Schriftelijke opdracht — Noem wie volgens het fragment uit de wandelgids het hotel bij Nol in 't bosch bewoont en exploiteert.

Heinrich Witte-Wandelgids Bennekom (1902)/11
← X. De tweede Ginkelsche Weg (gedeeltelijk) | Wandelgids voor Bennekom's omstreken (1902) door Heinrich Witte | XII. Naar "Nol in 't Bosch" - II → |
Uitgegeven in Leiden door E.J. Brill. |
XI. NAAR "NOL IN 'T BOSCH".
I.
Niemand, die eenige dagen in dezen omtrek verblijft, verzuimt een bezoek te brengen aan Nol in 't bosch, en die het mocht nalaten, doet bepaald verkeerd. Nol in 't bosch klinkt zeker hem, die 't voor 't eerst hoort, vreemd in de ooren, en dat hij daarbij aan een boerderij of zoo iets in 't bosch, bewoond door zekeren "Nol" denkt, laat zich hooren.
Maar dan slaat hij toch de plank erg mis.
Ja, vroeger, misschien een vijf en twintig jaar of langer terug, woonde daar in een klein huis Nol Gerritsen, die er een soort van aanlegplaats hield; nu staat daar een kloek en zeer comfortabel hôtel, bewoond en geexploiteerd door den heer A. Beijer, des bewusten Nol's schoonzoon, en dat het er 's zomers niet aan gasten ontbreekt, blijkt hieruit, dat men er dan vroeg bij moet zijn, zoo men niet ten antwoord wil krijgen dat het huis "vol" is.
Van Bennekom uit kan men op verschillende wijzen heen en terug wandelen. Wij willen nu achter elkaar de twee voornaamsten nagaan; de lezer kan dan kiezen, of ze, wat beter is, met eenige dagen tusschenpoos, beiden bezoeken.
De meest gewone, ook de kortste, is het Papenpad, en velen wandelen dit, niet beter wetende, heen en terug, wat bepaald verkeerd is, gelijk weldra zal blijken.
[ 58 ]Men herinnert zich het begin onzer wandeling naar de Schietplaats. Toen zijn we den ingang van het Papenpad voorbij gegaan. Om het te vinden, herleze men dus het begin van het negende hoofdstuk (blad. 50).

Geselecteerde gegevens —
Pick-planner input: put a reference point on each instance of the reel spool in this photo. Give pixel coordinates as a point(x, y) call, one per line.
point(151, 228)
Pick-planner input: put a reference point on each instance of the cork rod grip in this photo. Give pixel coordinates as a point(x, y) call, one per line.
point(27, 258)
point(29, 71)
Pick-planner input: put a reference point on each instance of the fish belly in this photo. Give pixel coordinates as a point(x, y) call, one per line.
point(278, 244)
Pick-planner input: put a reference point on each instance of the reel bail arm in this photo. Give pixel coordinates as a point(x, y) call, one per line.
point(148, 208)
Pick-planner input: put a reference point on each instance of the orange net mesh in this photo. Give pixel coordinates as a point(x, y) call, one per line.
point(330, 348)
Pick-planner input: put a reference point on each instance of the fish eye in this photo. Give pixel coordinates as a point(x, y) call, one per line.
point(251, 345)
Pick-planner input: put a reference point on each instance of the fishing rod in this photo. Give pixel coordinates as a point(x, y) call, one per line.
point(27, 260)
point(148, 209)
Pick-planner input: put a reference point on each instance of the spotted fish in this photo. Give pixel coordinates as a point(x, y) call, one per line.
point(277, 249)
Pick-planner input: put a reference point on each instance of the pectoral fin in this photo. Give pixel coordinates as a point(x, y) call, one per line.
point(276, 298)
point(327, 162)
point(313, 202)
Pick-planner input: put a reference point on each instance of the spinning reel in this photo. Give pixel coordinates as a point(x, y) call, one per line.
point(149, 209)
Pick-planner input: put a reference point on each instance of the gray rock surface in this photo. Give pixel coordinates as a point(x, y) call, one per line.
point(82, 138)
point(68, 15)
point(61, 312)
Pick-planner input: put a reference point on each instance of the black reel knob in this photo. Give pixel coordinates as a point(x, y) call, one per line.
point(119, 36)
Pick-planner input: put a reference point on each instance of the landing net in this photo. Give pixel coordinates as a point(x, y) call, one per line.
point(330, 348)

Schriftelijk antwoord — De heer A. Beijer, de schoonzoon van Nol.